#### [TASK PROMPT]
Word for word, transcribe the data below from the line with "Shelf-audit tagging: for every instance of the woman" to the line with "Shelf-audit tagging: for every instance of the stainless", keeping both of those lines.

[[ DATA LISTING open ]]

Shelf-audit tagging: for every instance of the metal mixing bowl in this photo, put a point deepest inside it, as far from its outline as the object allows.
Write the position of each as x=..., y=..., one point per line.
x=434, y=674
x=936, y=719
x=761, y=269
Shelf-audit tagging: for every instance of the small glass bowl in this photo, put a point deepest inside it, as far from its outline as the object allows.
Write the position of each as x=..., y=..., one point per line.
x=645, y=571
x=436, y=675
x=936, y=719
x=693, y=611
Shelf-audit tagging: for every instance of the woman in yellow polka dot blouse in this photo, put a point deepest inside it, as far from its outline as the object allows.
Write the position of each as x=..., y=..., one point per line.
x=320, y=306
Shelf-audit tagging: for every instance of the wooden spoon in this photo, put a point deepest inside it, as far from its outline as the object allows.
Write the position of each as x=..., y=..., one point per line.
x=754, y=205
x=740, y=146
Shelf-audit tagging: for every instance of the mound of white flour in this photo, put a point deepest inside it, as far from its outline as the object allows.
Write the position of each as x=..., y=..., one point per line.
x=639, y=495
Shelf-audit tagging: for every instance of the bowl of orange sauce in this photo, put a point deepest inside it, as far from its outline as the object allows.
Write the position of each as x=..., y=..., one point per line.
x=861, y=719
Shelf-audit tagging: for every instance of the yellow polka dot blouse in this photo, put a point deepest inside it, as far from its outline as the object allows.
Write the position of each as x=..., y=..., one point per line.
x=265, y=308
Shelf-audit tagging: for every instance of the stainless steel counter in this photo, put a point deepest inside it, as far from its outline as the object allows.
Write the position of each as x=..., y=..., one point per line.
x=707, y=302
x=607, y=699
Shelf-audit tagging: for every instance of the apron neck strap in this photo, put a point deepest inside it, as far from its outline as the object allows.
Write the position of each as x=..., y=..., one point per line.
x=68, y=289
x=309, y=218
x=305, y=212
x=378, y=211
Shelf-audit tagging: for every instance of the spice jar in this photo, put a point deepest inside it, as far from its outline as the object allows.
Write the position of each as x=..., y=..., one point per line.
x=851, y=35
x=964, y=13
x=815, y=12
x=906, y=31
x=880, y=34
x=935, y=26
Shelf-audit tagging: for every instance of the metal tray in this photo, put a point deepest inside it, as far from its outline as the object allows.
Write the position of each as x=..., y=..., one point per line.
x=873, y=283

[[ DATA LISTING closed ]]

#### [OUTPUT BELOW]
Shelf-audit tagging: for every instance of the woman in yellow polka dot blouse in this photo, put a point deepest inside it, as far from its outline as the object allows.
Write the position of each as x=..., y=..., one point per line.
x=320, y=306
Shelf-audit tagging: for every instance of the wooden spoon in this photo, put a point deepest inside it, as far from its outline as the object allows.
Write the position of each as x=..., y=..., one point per line.
x=754, y=205
x=740, y=146
Shelf-audit tagging: for every instance of the mound of white flour in this photo, put a point deepest inside it, as far from its outline as the object allows.
Write the position of each as x=..., y=..., one point per line.
x=639, y=495
Shelf-audit tagging: for every instance of the bowl of orange sauce in this photo, put a point deepest inside it, as far from its outline as the object allows.
Write the position of each as x=..., y=..., one point per line.
x=861, y=719
Shelf-audit tagging: for every instance of the yellow polka dot blouse in this photo, put a point deepest inside it, as far from its outline as the object allows.
Write the position of each as x=..., y=..., one point per line.
x=265, y=308
Shelf-audit tagging: for every instance of the stainless steel counter in this photo, put a point deepest inside it, as far from its outline as the object allows.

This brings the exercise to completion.